*WHAT THE TASK ASKS*
All that is needed is the listing, given back exactly.

*SUPPLIED DATA*
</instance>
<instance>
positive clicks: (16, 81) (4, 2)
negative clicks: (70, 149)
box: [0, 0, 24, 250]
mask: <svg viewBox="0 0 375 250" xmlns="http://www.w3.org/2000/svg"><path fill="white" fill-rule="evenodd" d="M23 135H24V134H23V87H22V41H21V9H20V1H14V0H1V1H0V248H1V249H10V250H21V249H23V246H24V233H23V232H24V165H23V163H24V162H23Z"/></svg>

*OUTPUT FOR THIS TASK*
</instance>
<instance>
positive clicks: (16, 81) (4, 2)
negative clicks: (70, 149)
box: [0, 0, 24, 250]
mask: <svg viewBox="0 0 375 250" xmlns="http://www.w3.org/2000/svg"><path fill="white" fill-rule="evenodd" d="M23 135H24V134H23V87H22V41H21V9H20V1H14V0H1V1H0V248H1V249H10V250H21V249H23V246H24V233H23V232H24V165H23V163H24V162H23Z"/></svg>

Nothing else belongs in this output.